### [Tasks to perform]
**a.** Transcribe the news report on the Dippolito mistrial, everything from "Dippolito became the" down to "change her mind.".
**b.** In the news report on the Dippolito mistrial below, how did the anonymous ballot show the jury was split?
[[ Selected passage, beginning ]]
WEST PALM BEACH, Fla. (CN) - A mistrial was declared in the trial of a Florida woman charged with trying to hire a hit man to kill her newlywed husband, a case that went viral after it was featured on the "Cops" television show.
Dalia Dippolito gave no visible response when Palm Beach County Circuit Judge Glenn Kelley declared a mistrial after the jury said it was hopelessly deadlocked after nine hours of deliberations over the past two days.
The case spawned a special episode of the TV show "Cops" and has made international headlines for the past six years, as public interest mounted over recordings of Dippolito allegedly discussing plans to kill her husband with an undercover officer posing as a hit man.
Dippolito was convicted of solicitation to commit murder in 2011, but an appellate court overturned the conviction, leading to a second trial that ended Wednesday.
The jury informed Judge Kelley of their deadlock Tuesday night, but he urged them to return "fresh" Wednesday morning to try once more to reach a consensus.
The stalemate remained unbroken today and Judge Kelley declared a mistrial by virtue of a hung jury shortly before noon.
An anonymous ballot of the jurors was taken at the urging of the defense counsel, and it turned out that the jury was split 3-3 on whether to convict Dippolito.
The Recordings: "I'm Like 5,000 Percent Sure."
Dippolito's alleged plans to snuff out her spouse were reported to local enforcement in the summer of 2009 by her reputed former lover Mohamed Shihadeh, who went on to serve as a key informant in the criminal case.
Dippolito became the subject of an undercover investigation, during which an officer from the Boynton Beach Police Department posed as a hit man and told her, in a secretly recorded conversation, that he could murder her husband and make it look like a burglary.
Prosecutors alleged the officer-posing-as-a-hit man warned Dippolito that after the plan to carry out the murder was in motion, she would not have a chance to change her mind.
[[ Selected passage, end ]]
[[ Extracted records, beginning ]]
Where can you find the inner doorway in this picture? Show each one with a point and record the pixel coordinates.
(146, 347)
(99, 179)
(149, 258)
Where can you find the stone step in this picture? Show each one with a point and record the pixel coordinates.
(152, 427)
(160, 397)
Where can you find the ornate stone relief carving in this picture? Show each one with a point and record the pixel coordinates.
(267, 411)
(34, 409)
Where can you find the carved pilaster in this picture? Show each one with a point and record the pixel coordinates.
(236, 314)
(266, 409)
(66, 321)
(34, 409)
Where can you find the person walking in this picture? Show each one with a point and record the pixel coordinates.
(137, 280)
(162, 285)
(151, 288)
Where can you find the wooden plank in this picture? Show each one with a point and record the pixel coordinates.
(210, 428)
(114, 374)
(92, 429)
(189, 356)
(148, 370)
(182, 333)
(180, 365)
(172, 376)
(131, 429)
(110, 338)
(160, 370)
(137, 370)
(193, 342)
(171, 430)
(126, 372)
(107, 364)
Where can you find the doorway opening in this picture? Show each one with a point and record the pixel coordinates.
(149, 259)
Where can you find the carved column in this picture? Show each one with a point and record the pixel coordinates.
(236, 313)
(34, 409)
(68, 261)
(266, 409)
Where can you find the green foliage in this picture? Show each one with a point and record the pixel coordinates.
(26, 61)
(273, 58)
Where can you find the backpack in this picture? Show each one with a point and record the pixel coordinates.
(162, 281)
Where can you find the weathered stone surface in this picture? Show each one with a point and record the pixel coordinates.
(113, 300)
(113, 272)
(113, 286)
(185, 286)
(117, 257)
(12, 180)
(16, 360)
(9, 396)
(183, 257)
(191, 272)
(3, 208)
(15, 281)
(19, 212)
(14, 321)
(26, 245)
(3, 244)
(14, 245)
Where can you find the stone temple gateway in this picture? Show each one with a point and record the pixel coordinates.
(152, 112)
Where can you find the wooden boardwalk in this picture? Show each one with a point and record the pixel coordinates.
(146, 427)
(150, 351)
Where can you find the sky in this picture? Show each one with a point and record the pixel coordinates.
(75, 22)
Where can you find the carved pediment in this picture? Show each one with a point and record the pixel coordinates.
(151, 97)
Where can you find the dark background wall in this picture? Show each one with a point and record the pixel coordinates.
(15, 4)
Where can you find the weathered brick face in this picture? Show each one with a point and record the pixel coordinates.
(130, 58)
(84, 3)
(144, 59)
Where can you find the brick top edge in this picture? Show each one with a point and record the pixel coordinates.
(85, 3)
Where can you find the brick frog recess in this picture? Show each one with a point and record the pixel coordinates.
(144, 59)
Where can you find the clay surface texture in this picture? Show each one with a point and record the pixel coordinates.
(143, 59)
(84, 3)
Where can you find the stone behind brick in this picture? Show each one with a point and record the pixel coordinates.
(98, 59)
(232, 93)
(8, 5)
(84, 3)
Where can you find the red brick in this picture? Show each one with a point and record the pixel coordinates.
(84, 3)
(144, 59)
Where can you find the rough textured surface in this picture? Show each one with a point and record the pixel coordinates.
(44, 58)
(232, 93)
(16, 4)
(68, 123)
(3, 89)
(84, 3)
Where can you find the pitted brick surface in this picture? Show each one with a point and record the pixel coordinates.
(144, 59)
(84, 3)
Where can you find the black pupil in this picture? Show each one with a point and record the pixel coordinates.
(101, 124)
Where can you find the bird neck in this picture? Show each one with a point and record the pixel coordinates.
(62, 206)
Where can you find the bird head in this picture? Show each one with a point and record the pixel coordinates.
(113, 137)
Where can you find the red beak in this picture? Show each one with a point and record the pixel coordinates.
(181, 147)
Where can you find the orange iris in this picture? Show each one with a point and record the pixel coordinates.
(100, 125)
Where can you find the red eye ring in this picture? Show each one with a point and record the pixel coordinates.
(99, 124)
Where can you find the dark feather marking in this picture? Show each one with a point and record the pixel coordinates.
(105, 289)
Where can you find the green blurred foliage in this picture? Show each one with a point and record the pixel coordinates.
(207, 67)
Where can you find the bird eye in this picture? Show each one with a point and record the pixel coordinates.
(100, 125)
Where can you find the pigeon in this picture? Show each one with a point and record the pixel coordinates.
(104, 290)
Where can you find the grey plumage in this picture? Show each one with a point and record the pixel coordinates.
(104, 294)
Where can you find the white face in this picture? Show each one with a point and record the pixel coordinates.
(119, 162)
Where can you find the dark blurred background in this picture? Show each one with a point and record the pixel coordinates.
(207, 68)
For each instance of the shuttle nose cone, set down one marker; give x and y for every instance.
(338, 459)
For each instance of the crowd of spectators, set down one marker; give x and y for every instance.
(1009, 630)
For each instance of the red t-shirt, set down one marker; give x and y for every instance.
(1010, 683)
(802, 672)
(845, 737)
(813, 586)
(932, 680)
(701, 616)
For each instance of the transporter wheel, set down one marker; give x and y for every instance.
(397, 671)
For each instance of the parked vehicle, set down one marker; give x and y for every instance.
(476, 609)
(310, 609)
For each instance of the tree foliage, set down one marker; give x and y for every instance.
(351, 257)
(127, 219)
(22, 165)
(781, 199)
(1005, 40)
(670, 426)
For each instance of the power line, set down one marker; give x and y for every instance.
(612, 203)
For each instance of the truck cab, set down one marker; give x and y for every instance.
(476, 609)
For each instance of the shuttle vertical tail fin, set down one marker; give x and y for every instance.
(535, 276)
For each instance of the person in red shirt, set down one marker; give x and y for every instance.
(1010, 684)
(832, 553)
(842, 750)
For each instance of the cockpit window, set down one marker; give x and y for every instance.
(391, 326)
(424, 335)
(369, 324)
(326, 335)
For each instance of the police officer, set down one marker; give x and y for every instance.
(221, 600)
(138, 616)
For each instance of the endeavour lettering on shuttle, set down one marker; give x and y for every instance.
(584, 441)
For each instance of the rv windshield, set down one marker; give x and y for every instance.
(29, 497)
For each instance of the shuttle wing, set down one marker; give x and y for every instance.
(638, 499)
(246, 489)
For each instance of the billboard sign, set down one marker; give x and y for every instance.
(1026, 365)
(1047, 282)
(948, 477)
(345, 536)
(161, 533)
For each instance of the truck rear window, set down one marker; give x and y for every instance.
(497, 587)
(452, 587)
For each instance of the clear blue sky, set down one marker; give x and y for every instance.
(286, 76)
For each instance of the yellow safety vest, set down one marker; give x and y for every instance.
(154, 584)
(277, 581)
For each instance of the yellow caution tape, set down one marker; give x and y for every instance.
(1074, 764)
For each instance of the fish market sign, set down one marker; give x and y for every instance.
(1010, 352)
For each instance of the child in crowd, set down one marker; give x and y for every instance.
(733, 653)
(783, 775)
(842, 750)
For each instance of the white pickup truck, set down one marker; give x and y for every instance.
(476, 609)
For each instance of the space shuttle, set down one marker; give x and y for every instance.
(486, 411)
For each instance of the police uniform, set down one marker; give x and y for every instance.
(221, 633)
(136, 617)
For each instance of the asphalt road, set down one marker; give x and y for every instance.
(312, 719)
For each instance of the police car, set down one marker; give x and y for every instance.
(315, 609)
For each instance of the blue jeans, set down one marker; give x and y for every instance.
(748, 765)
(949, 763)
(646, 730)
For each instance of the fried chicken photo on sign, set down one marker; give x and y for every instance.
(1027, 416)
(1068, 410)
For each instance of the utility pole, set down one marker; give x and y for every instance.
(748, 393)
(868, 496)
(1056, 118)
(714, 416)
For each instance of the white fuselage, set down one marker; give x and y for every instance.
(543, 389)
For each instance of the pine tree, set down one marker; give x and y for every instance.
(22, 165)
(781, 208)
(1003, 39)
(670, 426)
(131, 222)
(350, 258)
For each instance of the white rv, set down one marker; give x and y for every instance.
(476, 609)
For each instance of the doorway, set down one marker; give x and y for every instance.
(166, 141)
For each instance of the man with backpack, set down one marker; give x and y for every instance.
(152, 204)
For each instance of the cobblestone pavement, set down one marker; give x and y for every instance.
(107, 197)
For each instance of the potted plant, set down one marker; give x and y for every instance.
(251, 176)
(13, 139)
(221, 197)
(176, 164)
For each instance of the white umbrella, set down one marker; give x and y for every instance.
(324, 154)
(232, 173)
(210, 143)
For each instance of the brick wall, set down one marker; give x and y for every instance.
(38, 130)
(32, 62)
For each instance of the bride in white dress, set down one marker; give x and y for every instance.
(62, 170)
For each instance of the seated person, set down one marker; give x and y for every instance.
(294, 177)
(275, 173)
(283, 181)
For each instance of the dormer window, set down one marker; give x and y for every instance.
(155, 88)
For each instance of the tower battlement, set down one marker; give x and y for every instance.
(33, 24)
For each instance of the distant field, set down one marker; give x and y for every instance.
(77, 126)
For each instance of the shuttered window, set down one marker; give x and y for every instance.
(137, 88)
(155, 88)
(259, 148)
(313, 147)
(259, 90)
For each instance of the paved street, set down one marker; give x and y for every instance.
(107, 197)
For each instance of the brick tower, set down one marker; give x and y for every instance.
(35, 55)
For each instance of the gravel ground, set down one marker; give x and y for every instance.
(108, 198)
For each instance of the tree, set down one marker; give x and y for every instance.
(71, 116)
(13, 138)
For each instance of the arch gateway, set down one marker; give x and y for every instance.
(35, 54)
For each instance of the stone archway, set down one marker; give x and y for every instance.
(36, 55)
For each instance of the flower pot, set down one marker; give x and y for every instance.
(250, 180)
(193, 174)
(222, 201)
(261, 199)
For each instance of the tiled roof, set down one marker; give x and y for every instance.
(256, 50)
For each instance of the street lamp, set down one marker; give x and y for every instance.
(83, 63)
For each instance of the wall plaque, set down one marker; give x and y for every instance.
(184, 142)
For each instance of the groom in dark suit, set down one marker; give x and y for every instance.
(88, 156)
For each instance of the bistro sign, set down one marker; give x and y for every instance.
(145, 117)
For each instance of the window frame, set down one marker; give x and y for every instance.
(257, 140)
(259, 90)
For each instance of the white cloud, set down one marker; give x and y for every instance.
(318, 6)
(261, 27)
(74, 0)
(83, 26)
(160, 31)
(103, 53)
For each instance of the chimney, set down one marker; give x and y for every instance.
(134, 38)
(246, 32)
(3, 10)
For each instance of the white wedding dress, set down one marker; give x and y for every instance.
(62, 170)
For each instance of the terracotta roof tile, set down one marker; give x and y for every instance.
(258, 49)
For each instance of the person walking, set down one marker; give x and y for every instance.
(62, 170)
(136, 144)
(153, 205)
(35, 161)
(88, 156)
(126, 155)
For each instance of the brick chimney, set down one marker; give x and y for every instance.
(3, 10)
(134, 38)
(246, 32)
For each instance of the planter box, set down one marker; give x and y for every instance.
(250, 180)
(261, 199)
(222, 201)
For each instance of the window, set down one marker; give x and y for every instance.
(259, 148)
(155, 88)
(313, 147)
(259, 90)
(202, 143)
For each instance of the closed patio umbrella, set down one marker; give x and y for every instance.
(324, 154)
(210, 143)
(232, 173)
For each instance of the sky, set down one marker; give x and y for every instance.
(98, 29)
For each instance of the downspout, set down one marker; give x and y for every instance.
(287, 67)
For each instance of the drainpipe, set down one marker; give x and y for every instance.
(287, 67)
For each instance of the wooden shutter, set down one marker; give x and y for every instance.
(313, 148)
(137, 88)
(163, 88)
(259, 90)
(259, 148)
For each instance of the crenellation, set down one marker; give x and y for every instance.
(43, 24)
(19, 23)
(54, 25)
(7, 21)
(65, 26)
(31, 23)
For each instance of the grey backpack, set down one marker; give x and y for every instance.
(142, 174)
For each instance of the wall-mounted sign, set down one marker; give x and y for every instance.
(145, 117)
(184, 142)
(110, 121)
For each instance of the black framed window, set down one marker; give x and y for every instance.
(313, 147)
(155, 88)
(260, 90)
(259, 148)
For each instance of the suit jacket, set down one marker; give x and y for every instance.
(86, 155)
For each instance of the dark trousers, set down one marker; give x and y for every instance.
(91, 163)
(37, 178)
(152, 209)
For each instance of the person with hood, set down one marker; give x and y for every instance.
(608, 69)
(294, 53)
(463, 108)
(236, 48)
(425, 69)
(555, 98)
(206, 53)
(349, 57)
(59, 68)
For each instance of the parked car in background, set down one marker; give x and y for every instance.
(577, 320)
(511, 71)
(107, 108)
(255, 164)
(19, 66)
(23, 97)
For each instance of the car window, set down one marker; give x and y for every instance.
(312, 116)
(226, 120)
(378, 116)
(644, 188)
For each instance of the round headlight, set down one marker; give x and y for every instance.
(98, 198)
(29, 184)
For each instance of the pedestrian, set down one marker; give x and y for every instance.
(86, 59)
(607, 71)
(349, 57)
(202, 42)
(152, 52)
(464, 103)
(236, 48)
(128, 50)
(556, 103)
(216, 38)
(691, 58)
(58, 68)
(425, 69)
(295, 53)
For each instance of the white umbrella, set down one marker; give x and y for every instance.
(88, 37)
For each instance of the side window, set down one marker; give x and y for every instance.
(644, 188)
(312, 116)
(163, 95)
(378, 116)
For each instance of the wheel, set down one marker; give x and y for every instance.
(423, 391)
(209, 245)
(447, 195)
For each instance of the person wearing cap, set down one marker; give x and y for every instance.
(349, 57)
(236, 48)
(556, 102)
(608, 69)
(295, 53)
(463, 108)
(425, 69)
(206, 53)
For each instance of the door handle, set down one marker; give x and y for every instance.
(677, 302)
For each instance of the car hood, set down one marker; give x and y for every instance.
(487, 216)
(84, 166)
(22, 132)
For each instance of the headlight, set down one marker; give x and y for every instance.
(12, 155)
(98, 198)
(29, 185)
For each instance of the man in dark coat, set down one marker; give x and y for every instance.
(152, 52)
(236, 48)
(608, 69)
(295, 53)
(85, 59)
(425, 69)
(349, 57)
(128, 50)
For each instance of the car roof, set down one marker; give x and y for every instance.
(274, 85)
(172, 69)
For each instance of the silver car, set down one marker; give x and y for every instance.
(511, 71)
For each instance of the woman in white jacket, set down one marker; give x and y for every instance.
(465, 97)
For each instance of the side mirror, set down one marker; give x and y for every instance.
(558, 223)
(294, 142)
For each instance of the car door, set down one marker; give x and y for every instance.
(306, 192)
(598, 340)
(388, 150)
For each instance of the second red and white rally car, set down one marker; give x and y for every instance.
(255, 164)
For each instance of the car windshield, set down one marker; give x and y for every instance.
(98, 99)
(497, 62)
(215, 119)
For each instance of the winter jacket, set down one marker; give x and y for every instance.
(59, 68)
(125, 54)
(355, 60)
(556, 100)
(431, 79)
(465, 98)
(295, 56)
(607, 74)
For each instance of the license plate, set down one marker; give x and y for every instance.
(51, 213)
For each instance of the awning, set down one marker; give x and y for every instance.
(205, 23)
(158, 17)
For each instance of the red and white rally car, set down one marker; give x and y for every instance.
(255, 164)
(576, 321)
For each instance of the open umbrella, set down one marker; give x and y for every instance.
[[ Extracted records, end ]]
### [Outputs for the tasks]
**a.**
Dippolito became the subject of an undercover investigation, during which an officer from the Boynton Beach Police Department posed as a hit man and told her, in a secretly recorded conversation, that he could murder her husband and make it look like a burglary.
Prosecutors alleged the officer-posing-as-a-hit man warned Dippolito that after the plan to carry out the murder was in motion, she would not have a chance to change her mind.

**b.** The jury was split 3-3 on whether to convict Dippolito.